Istruzioni di lavoro:
Copia per intero l'articolo sulle tre donne che alzano la voce per la pace, senza cambiare nulla.

Articolo:

Donne che alzano la voce per la pace

Darya, Olga e Kateryna, tre donne impegnate contro la violenza e la guerra. Provengono da Russia, Belarus e Ucraina: sono in Italia per portare il loro comune appello di pace. Mercoledì scorso hanno partecipato all’udienza generale del Papa. Dopo l’incontro hanno offerto la loro testimonianza ai microfoni di Radio Vaticana - Vatican News

Linda Bordoni – Vatican News

Darya viene dalla Russia, Olga dalla Belarus e Kateryna dall’Ucraina. Sono in Italia per far sentire la voce di milioni di loro concittadini contrari alla guerra ancora in corso in Ucraina e alla crescente militarizzazione del mondo. Sono state invitate dal Movimento Nonviolento italiano, che promuove la demilitarizzazione e le azioni pacifiste.

Ai microfoni della Radio Vaticana dopo aver partecipato all’udienza generale del Papa mercoledì mattina, le tre donne hanno reiterato il loro impegno a lavorare per la pace. Hanno espresso gratitudine e ammirazione per l’instancabile condanna, da parte di Francesco, dell’assurdità della guerra, per i suoi appelli ai leader mondiali a ricercare negoziati e operazioni volte a ottenere la pace e per la sua vicinanza spirituale e concreta a tutti coloro che stanno soffrendo.

Dati forniti:
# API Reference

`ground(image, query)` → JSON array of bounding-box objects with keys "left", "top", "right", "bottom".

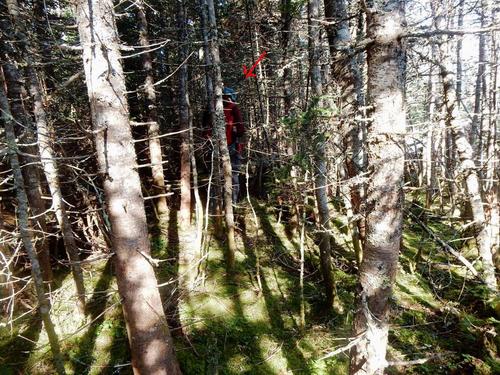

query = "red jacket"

Risposta finale:
Donne che alzano la voce per la pace

Darya, Olga e Kateryna, tre donne impegnate contro la violenza e la guerra. Provengono da Russia, Belarus e Ucraina: sono in Italia per portare il loro comune appello di pace. Mercoledì scorso hanno partecipato all’udienza generale del Papa. Dopo l’incontro hanno offerto la loro testimonianza ai microfoni di Radio Vaticana - Vatican News

Linda Bordoni – Vatican News

Darya viene dalla Russia, Olga dalla Belarus e Kateryna dall’Ucraina. Sono in Italia per far sentire la voce di milioni di loro concittadini contrari alla guerra ancora in corso in Ucraina e alla crescente militarizzazione del mondo. Sono state invitate dal Movimento Nonviolento italiano, che promuove la demilitarizzazione e le azioni pacifiste.

Ai microfoni della Radio Vaticana dopo aver partecipato all’udienza generale del Papa mercoledì mattina, le tre donne hanno reiterato il loro impegno a lavorare per la pace. Hanno espresso gratitudine e ammirazione per l’instancabile condanna, da parte di Francesco, dell’assurdità della guerra, per i suoi appelli ai leader mondiali a ricercare negoziati e operazioni volte a ottenere la pace e per la sua vicinanza spirituale e concreta a tutti coloro che stanno soffrendo.